··· Recorded information ···

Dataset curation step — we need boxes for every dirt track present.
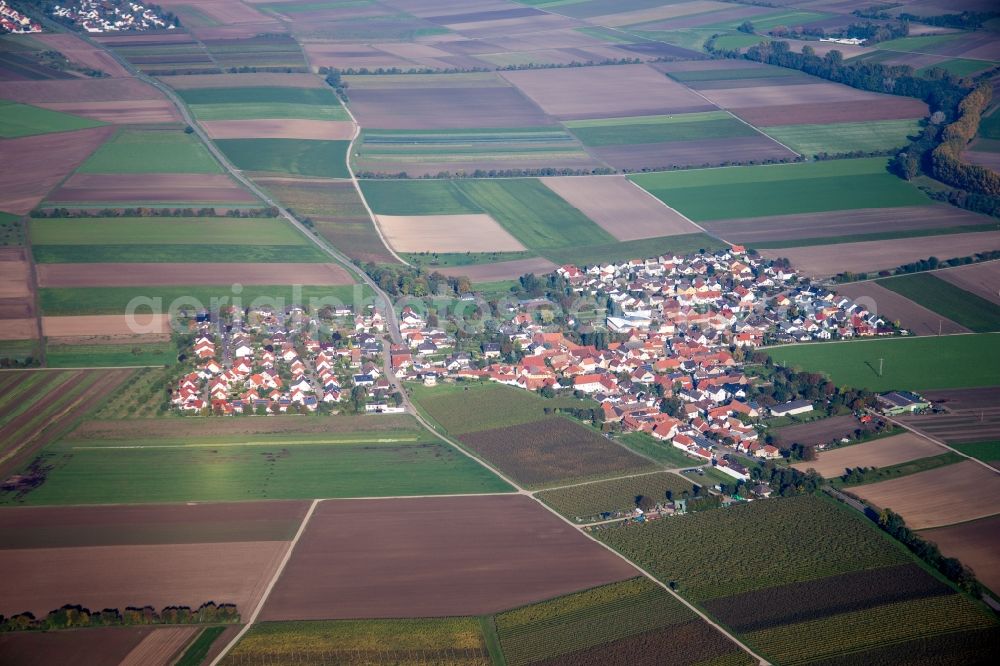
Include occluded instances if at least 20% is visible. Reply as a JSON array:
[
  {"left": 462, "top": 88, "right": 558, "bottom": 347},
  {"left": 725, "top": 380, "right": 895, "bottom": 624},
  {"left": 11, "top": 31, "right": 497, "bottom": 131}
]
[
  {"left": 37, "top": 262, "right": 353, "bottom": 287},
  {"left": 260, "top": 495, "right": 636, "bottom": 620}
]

···
··· Recorded information ···

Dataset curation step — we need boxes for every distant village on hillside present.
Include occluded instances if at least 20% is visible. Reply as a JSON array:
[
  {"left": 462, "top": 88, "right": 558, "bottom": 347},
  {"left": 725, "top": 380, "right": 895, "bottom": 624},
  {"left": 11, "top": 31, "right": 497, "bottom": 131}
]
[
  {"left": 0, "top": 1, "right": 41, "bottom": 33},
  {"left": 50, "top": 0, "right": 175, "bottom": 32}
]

···

## Task goal:
From the entries, report every line in which the string "curation" occurs.

## Result:
Dataset curation step — we need boxes for every dirt track present.
Dataset curation step — we need boxes for every distant village on hillside present.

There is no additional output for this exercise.